** BEGIN DATA LISTING **
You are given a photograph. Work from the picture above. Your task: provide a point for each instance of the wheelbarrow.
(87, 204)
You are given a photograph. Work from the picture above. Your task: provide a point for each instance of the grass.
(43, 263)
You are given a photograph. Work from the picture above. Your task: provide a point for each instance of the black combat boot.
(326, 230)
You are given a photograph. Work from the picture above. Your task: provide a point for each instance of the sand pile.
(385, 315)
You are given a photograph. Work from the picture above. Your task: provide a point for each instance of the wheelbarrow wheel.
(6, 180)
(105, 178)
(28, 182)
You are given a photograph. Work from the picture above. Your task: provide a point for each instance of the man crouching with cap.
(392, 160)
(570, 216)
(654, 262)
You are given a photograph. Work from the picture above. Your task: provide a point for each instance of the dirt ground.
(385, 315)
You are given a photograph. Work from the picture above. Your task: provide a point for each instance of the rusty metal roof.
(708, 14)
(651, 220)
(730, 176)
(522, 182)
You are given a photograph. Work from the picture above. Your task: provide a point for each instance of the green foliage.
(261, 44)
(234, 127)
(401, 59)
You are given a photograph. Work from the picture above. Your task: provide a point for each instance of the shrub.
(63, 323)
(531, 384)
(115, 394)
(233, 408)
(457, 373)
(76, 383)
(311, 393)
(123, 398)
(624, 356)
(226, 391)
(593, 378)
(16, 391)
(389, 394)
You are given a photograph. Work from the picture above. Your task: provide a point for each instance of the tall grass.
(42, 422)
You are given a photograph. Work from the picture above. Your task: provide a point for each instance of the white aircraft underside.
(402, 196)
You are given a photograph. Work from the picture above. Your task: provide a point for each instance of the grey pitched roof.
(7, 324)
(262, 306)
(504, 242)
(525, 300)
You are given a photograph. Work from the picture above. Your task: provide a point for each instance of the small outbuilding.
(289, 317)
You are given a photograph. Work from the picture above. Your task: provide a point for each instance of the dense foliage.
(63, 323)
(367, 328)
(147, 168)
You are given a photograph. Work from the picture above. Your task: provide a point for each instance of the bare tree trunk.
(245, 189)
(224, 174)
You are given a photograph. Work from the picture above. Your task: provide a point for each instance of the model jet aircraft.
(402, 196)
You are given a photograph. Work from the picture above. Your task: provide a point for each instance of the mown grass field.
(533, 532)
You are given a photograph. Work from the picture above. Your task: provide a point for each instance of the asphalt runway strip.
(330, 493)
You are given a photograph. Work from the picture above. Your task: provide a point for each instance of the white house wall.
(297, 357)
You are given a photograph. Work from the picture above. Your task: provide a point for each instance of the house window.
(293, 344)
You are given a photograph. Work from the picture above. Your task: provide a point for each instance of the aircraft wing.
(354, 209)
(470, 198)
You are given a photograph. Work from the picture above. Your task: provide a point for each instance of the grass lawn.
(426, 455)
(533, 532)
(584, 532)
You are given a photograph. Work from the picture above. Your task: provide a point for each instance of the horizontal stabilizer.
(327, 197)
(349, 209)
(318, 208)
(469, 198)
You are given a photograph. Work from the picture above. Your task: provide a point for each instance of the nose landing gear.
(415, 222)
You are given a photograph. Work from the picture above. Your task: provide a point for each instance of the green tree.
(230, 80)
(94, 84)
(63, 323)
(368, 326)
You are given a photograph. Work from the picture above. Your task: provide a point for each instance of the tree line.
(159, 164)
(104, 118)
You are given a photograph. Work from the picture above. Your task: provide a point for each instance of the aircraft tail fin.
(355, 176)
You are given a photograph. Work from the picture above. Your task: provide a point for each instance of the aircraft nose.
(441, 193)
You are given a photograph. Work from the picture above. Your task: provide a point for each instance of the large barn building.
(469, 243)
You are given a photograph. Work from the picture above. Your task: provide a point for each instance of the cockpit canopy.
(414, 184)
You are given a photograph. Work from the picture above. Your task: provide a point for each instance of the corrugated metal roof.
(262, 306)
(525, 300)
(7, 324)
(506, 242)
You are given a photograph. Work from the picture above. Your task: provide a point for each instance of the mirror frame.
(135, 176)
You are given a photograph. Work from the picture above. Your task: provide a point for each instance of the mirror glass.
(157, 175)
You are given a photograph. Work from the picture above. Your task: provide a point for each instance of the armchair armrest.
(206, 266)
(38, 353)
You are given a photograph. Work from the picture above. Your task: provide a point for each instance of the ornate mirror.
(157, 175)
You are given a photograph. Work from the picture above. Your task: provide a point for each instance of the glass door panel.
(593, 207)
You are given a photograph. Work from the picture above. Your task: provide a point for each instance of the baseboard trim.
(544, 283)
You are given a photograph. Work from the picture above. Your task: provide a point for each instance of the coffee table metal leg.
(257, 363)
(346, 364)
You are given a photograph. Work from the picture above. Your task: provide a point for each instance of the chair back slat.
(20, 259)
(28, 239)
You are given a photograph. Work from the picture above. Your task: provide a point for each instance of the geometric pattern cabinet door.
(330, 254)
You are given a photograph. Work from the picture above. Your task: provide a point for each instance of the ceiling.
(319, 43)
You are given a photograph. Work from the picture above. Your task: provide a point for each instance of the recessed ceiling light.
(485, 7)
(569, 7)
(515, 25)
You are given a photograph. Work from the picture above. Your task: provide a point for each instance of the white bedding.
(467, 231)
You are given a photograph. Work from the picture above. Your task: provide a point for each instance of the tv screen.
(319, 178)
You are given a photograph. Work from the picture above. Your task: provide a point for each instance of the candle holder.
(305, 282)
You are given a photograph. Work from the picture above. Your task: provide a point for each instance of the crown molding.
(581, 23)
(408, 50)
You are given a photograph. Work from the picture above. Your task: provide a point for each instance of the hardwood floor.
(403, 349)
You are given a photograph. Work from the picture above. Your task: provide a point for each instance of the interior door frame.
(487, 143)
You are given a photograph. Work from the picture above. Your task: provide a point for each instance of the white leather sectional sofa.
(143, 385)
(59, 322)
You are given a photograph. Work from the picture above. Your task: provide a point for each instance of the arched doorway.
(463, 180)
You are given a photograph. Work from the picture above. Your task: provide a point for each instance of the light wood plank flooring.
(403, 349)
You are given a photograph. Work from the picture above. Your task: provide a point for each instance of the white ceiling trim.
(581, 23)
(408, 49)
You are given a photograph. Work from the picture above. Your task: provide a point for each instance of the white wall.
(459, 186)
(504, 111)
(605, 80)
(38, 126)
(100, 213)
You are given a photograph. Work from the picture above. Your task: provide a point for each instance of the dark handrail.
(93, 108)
** END DATA LISTING **
_TASK DESCRIPTION:_ Produce a verbatim transcription of the entries above.

_SOLUTION TO THIS EXERCISE:_
You are given a photograph. Work from the picture above. Your task: provide a point for each instance of the wheelbarrow.
(87, 204)
You are given a photograph. Work from the picture above. Your task: provide a point for each instance of the grass.
(43, 263)
You are given a photograph. Work from the picture above. Your task: provide a point for each instance of the black combat boot.
(326, 230)
You are given a photograph. Work from the picture above. Your task: provide a point for each instance of the sand pile.
(385, 315)
You are given a photograph. Work from the picture above. Your task: provide a point for each instance of the wheelbarrow wheel.
(6, 180)
(105, 178)
(28, 182)
You are given a photograph. Work from the picture above. Your task: provide a point for each instance of the man crouching with cap.
(392, 160)
(570, 216)
(654, 262)
You are given a photograph. Work from the picture above. Your task: provide a point for each instance of the dirt ground.
(385, 315)
You are given a photograph. Work from the picture above. Your task: provide a point for each instance of the rusty metal roof.
(708, 14)
(651, 220)
(730, 176)
(522, 182)
You are given a photograph. Work from the picture above. Your task: provide a point for each instance of the green foliage.
(261, 44)
(234, 127)
(401, 59)
You are given a photograph. Work from the picture above. Your task: provide a point for each instance of the shrub.
(63, 323)
(531, 384)
(115, 394)
(233, 408)
(457, 373)
(76, 383)
(311, 393)
(123, 398)
(624, 356)
(226, 391)
(593, 378)
(16, 391)
(389, 394)
You are given a photograph. Work from the picture above. Your task: provide a point for each instance of the tall grass.
(42, 422)
You are given a photograph. Work from the picture above. Your task: provide a point for each instance of the white aircraft underside.
(402, 196)
You are given a photograph. Work from the picture above. Your task: provide a point for each instance of the grey pitched roof.
(7, 324)
(262, 306)
(504, 242)
(525, 300)
You are given a photograph. Work from the picture above. Your task: provide a point for each instance of the small outbuilding.
(289, 317)
You are given a photograph. Work from the picture above. Your task: provide a point for each instance of the dense foliage.
(63, 323)
(367, 328)
(147, 168)
You are given a photograph. Work from the picture above. Your task: provide a point for each instance of the bare tree trunk.
(245, 189)
(224, 174)
You are given a photograph. Work from the picture above. Your task: provide a point for each instance of the model jet aircraft.
(402, 196)
You are given a photograph. Work from the picture above. Your task: provide a point for each instance of the mown grass field.
(533, 532)
You are given a photograph. Work from the picture above. Your task: provide a point for each instance of the asphalt runway strip.
(330, 493)
You are given a photograph. Work from the picture above. Your task: provide a point for each instance of the white house wall.
(297, 357)
You are given a photograph. Work from the picture above. Your task: provide a point for each instance of the house window.
(293, 344)
You are given a photograph. Work from the picture above. Your task: provide a point for each instance of the aircraft wing.
(354, 209)
(470, 198)
You are given a photograph. Work from the picture above. Your task: provide a point for each instance of the grass lawn.
(426, 455)
(533, 532)
(584, 532)
You are given a photograph. Work from the picture above. Your task: provide a point for each instance of the horizontal stabilizer.
(327, 197)
(349, 209)
(318, 208)
(469, 198)
You are given a photograph. Work from the picture above. Your task: provide a point for each instance of the nose landing gear.
(415, 222)
You are given a photograph. Work from the picture above. Your task: provide a point for each instance of the green tree.
(230, 80)
(94, 84)
(63, 323)
(368, 326)
You are given a photograph. Work from the picture above. Your task: provide a point for each instance of the tree line.
(159, 164)
(104, 118)
You are given a photograph. Work from the picture above. Your task: provide a point for each instance of the aircraft tail fin.
(355, 176)
You are given a photograph. Work from the picture above. Your task: provide a point for each instance of the aircraft nose.
(441, 193)
You are given a photograph. Work from the picture above. Your task: provide a point for each instance of the large barn building.
(469, 243)
You are given a photograph. Work from the picture above. Your task: provide a point for each instance of the cockpit canopy.
(414, 184)
You are given a photograph. Work from the picture above. Your task: provide a point for each instance of the corrugated metal roof.
(262, 306)
(525, 300)
(7, 324)
(506, 242)
You are given a photograph. Work from the picture above. Your task: provide a point for each instance of the mirror frame.
(135, 176)
You are given a photograph. Work from the picture above. Your task: provide a point for each instance of the mirror glass.
(157, 175)
You are given a photograph. Work from the picture above. Your task: provide a point for each instance of the armchair armrest.
(206, 266)
(38, 353)
You are given a photograph. Work from the picture above. Your task: provide a point for each instance of the ornate mirror.
(157, 175)
You are given a photograph. Work from the picture above. Your task: provide a point for each instance of the glass door panel.
(593, 207)
You are given a photograph. Work from the picture above. Your task: provide a point for each instance of the baseboard trim.
(544, 283)
You are given a photograph. Work from the picture above. Your task: provide a point for each instance of the coffee table metal leg.
(257, 363)
(346, 364)
You are given a photograph. Work from the picture above. Your task: provide a point for each instance of the chair back slat.
(20, 259)
(28, 239)
You are given a photograph. Work from the picture above. Your task: provide a point for each instance of the geometric pattern cabinet door.
(330, 254)
You are given a photograph. Work from the picture above. Your task: provide a point for each instance of the ceiling.
(319, 43)
You are given a photograph. Work from the picture above. Your task: provide a point for each instance of the recessed ceiling light.
(485, 7)
(569, 7)
(515, 25)
You are given a photograph. Work from the picture above. Your task: provide a point for each instance of the white bedding.
(467, 231)
You are given a photograph. Work from the picture above. Your task: provide a point for each instance of the tv screen.
(319, 178)
You are given a photograph. Work from the picture above. Your task: provide a point for each instance of the candle holder.
(305, 282)
You are given a photograph. Work from the picture above. Your task: provide a point for each instance of the crown molding.
(581, 23)
(408, 50)
You are given a photograph. Work from the picture above. Your task: provide a point for each instance of the hardwood floor.
(403, 349)
You are given a photograph. Work from the picture above. Your task: provide a point for each instance of the interior door frame.
(487, 143)
You are given a photograph. Work from the picture above. Your task: provide a point for each instance of the white leather sectional sofa.
(143, 385)
(59, 322)
You are given a photograph. Work from the picture above. Your task: provide a point for each instance of the arched doorway.
(463, 180)
You are given a photograph. Work from the picture above. Your task: provide a point for each instance of the light wood plank flooring.
(403, 349)
You are given a photograph. Work from the picture above. Your task: provide a point for each instance of the white ceiling trim.
(581, 23)
(408, 49)
You are given a photograph. Work from the picture above. Your task: provide a point for each instance of the white wall.
(459, 186)
(504, 111)
(605, 80)
(38, 126)
(100, 213)
You are given a photograph. Work from the picture above. Your task: provide a point for each instance of the dark handrail.
(93, 108)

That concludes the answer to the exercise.